Begin Data shown

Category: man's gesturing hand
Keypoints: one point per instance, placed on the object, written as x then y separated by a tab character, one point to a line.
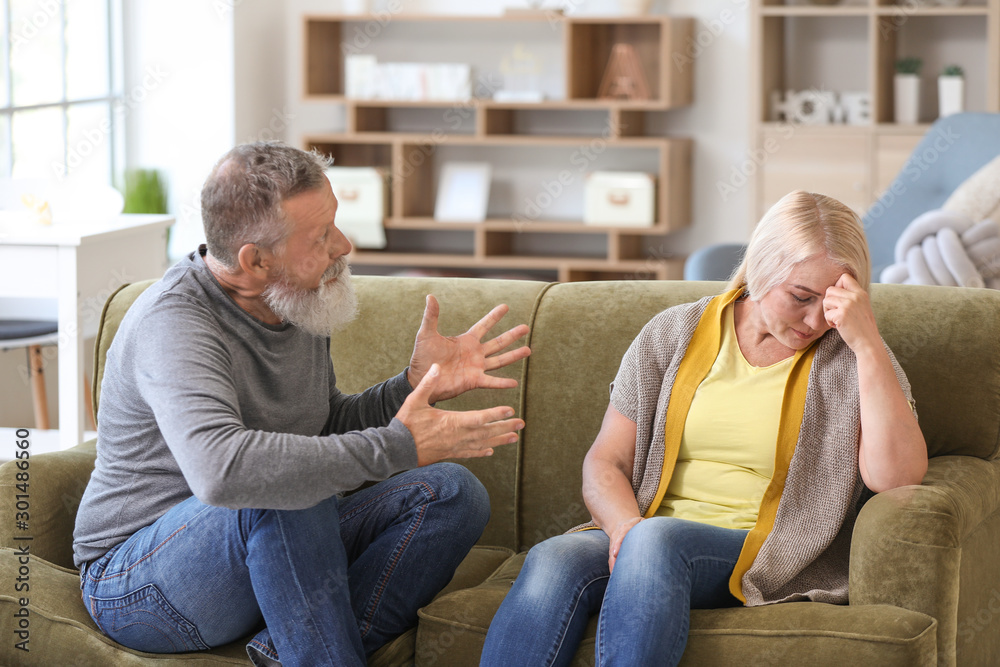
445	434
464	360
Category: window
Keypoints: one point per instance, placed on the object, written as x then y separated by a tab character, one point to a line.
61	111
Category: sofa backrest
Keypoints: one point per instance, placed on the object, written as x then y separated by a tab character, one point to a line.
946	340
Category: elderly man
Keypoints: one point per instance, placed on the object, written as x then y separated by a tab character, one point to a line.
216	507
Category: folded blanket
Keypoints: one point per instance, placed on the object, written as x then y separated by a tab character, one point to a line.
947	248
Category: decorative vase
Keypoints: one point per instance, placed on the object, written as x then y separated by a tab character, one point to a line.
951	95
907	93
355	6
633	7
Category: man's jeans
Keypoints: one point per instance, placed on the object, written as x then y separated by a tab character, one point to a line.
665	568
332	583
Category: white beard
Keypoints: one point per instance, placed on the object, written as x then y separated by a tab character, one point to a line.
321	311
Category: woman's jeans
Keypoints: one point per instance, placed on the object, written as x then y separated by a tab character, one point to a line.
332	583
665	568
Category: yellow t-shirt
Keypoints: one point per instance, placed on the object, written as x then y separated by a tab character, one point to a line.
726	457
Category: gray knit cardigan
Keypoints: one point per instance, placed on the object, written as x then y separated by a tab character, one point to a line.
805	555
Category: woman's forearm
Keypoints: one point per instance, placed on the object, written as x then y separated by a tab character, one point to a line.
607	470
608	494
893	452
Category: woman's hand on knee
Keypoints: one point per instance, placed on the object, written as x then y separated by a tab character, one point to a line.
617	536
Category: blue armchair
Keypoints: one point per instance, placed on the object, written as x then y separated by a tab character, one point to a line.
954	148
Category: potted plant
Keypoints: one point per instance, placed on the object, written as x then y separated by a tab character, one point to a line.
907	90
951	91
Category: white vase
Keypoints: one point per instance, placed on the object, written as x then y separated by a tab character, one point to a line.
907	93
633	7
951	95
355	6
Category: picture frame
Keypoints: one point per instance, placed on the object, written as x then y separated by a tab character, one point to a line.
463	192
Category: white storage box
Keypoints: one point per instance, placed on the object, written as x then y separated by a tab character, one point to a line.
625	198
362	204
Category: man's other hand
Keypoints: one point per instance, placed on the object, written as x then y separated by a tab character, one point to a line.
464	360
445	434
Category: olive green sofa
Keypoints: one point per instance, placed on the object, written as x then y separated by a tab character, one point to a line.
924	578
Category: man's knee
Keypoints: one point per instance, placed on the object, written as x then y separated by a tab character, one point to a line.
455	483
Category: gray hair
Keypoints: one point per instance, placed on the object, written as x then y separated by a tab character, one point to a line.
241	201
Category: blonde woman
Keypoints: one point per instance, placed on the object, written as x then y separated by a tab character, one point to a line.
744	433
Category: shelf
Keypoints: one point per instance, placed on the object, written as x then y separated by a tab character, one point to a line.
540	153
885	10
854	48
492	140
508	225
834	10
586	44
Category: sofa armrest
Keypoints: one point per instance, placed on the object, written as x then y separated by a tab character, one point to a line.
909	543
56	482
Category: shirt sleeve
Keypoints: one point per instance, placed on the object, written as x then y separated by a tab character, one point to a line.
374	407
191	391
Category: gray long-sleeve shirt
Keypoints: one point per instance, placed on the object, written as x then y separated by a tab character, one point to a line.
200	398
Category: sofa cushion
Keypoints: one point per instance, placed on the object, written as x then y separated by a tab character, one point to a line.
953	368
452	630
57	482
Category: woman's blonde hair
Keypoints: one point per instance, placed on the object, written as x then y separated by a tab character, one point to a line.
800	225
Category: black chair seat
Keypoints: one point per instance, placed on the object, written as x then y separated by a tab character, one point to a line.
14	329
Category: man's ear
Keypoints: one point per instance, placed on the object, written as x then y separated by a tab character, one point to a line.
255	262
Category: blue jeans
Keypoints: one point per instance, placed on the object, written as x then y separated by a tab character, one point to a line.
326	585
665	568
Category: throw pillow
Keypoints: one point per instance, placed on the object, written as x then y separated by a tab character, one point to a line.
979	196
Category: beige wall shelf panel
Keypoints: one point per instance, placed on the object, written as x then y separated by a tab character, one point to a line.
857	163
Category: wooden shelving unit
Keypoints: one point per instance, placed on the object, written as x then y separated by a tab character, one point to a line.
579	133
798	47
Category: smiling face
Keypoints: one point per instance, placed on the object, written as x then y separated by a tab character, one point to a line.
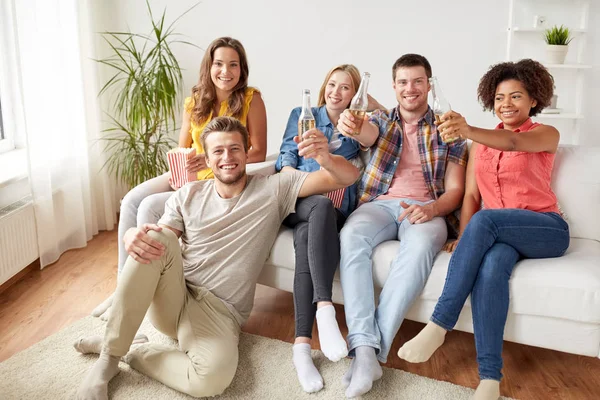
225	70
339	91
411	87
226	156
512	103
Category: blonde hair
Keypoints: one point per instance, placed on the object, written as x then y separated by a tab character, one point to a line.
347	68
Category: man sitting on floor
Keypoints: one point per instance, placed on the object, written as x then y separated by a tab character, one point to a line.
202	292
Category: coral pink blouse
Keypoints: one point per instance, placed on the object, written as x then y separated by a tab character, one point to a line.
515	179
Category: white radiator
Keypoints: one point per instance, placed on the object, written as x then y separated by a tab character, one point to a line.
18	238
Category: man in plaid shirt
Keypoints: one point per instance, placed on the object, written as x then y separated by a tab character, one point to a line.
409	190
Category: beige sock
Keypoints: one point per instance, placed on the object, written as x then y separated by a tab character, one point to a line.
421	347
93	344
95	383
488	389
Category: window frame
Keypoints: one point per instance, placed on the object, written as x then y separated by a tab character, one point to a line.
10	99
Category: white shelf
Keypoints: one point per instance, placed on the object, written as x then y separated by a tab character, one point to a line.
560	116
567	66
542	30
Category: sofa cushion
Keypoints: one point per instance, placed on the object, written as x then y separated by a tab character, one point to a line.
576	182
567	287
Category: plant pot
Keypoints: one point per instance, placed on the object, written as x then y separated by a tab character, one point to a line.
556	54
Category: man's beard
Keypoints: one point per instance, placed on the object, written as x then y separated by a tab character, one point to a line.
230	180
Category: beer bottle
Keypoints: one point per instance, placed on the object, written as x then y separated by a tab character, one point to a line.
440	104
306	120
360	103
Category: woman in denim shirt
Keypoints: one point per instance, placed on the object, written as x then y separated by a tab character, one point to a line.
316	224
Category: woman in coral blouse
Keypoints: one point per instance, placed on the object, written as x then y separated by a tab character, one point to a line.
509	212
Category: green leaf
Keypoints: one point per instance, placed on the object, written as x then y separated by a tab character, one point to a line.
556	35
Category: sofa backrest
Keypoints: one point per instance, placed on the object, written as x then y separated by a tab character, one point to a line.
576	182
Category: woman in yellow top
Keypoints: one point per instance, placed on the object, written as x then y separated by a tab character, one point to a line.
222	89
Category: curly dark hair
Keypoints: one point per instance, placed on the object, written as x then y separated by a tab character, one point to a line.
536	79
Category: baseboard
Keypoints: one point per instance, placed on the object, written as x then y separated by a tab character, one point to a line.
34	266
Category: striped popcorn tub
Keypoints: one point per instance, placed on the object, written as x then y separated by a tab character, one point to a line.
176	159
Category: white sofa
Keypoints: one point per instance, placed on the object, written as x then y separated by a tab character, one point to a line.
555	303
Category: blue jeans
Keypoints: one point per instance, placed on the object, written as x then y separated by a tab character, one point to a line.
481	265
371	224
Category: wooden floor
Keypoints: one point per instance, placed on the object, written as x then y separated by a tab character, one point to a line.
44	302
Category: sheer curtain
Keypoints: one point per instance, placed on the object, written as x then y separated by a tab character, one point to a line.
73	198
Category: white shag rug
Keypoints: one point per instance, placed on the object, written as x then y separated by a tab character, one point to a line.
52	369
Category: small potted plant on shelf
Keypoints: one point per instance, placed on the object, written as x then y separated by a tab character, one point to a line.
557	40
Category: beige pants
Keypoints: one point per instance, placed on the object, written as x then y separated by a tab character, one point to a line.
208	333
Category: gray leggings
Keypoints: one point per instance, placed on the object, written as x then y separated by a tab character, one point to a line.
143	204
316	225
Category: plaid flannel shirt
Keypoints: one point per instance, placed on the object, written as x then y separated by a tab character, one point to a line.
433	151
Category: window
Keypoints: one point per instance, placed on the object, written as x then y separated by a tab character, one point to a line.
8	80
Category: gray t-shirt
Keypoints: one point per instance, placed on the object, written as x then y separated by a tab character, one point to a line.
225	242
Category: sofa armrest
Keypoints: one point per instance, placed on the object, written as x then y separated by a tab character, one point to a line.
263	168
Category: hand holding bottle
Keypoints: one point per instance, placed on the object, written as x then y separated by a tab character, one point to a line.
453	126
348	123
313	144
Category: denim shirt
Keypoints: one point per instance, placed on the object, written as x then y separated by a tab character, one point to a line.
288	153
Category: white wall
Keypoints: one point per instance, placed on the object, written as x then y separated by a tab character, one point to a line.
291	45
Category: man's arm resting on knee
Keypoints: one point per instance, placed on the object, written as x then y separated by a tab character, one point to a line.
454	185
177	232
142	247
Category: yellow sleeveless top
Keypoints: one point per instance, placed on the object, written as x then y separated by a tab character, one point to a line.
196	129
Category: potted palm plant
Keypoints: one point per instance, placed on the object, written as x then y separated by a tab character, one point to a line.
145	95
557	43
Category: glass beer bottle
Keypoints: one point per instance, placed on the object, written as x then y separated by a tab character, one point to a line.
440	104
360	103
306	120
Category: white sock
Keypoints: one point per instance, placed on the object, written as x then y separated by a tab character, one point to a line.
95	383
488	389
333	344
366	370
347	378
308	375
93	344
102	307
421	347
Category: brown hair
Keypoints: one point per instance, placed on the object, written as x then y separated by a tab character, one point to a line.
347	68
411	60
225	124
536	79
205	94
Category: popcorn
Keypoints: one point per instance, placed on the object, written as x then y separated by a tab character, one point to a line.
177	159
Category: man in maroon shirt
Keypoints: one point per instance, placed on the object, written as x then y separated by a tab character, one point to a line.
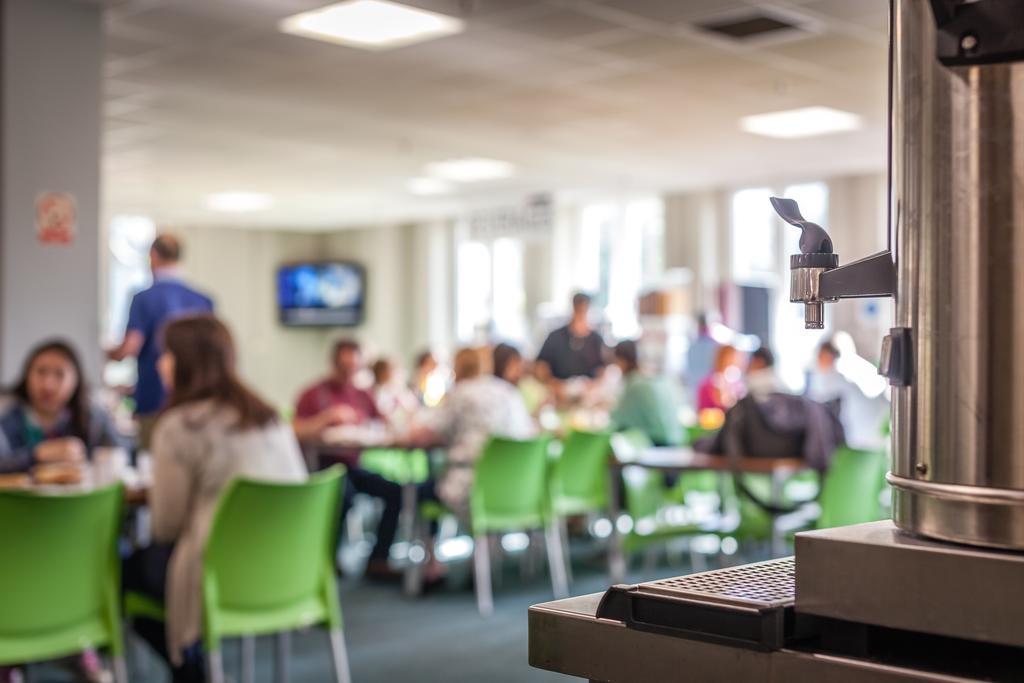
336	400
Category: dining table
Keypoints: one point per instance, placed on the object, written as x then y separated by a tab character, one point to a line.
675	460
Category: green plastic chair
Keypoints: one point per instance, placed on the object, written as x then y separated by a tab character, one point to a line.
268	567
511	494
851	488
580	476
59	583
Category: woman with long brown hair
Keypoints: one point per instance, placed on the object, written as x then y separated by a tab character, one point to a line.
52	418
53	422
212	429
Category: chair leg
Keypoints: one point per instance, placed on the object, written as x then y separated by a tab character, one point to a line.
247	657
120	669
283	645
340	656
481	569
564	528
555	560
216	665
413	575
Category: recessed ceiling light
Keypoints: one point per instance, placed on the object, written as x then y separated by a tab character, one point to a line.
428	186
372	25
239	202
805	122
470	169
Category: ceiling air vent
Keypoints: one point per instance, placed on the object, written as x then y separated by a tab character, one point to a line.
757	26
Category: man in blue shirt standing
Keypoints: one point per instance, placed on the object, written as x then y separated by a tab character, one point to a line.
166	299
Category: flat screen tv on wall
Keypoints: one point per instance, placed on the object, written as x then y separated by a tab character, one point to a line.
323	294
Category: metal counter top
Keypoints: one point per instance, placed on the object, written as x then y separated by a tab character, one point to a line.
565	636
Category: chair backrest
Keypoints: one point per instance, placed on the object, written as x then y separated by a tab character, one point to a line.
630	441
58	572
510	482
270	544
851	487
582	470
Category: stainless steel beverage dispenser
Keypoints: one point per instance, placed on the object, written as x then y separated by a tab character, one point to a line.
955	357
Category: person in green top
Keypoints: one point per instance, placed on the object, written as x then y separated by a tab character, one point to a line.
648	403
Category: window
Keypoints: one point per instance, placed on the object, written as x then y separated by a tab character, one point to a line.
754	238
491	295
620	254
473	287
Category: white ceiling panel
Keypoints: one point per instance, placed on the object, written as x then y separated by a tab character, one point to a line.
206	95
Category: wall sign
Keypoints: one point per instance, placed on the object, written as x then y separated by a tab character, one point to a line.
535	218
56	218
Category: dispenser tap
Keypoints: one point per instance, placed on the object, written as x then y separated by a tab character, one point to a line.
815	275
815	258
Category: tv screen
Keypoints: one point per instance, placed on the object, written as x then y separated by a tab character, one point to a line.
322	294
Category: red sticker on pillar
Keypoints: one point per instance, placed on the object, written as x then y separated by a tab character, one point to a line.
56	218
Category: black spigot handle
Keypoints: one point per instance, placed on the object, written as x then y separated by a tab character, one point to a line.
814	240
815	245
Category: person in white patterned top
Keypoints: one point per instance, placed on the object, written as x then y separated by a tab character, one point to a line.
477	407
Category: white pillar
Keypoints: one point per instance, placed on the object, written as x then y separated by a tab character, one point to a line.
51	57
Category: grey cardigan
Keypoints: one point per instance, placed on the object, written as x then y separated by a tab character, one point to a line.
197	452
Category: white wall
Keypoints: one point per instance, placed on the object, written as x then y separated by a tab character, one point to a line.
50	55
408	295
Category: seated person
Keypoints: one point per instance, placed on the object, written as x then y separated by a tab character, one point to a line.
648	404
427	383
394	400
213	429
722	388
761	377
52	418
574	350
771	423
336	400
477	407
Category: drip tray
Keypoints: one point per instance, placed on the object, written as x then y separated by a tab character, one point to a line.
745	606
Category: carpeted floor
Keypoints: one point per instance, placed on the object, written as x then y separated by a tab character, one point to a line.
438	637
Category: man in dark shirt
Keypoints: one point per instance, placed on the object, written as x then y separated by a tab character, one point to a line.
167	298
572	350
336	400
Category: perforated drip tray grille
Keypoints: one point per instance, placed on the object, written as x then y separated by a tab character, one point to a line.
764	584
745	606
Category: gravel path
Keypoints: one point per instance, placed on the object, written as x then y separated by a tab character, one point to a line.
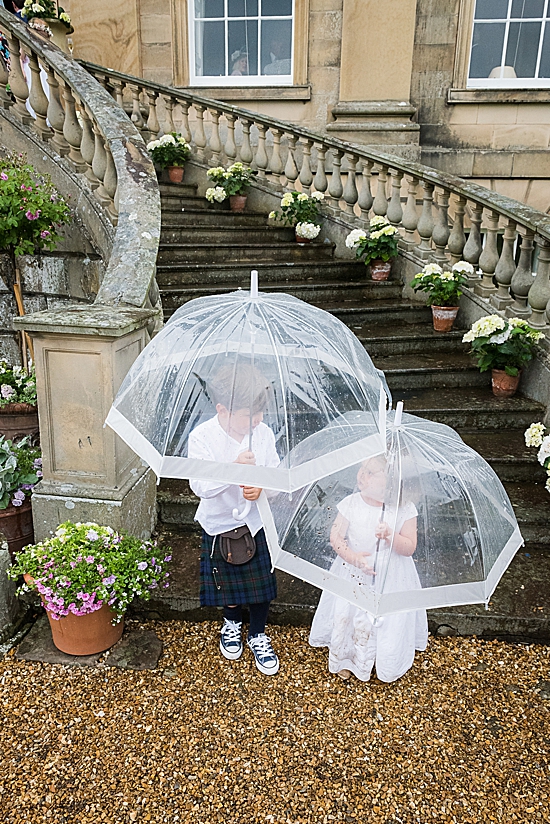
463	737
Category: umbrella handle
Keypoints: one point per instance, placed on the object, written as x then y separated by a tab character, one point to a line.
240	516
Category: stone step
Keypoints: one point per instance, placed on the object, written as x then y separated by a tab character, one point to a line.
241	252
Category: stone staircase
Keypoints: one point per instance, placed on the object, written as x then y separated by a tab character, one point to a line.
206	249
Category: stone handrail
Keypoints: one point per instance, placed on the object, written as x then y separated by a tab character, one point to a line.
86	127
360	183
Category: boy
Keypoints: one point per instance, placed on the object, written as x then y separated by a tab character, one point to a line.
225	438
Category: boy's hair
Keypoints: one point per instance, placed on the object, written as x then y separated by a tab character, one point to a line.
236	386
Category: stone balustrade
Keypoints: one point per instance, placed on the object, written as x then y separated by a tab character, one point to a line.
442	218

End Data shown

Above are the records. Copy exactly, and only, the lines from the line containing "Category: carpeted floor" through the last one, omitting any pictures.

» Output for this task:
Category: carpeted floor
Keypoints: one point per instance, placed on the object, written as x then y separated by a tab character, one point to a line.
438	637
Category: man in dark shirt
Keypoints: one point per instance, placed on the object, written as x then y separated by a tab character, one point to a line.
167	298
572	350
336	400
Category: perforated drip tray grille
Keypoints: one point per instance, placed on the object, written as x then y separated by a tab character, one point to a line.
764	584
745	606
Category: gravel path
Keypoints: one point per instance, placed on the object, written as x then y separated by a tab character, one point to a line.
463	737
Category: umbrella handle
Keypoints: one point per instance, placed on the object, written as x then y separated by a tab character, one point to a line.
240	516
Category: stone step
Keypoints: one point per instance, placed on the object, written as x then y separated by a tab character, one point to a line.
241	252
Category: stone staircase
Keypoints: one point per instance, placed on the object, written as x then y separated by a tab character, one point to a line.
206	249
Category: stone handrail
Keypoints: one point per instance, placed on the object, written as x then y separated by a tab character, one point to a line.
86	127
360	183
Category: boy
Keypoints: one point per instance, placed on the object, written as x then y separated by a tab character, one point to a line.
225	438
Category: boy's hair
Keypoints: one point per instance, placed on the object, written as x then y separated by a tab character, one point to a line.
236	386
Category: stone balustrade
Keypoints: one point per instance, placed on the object, written as x then y separated by a tab character, one point to a line.
442	218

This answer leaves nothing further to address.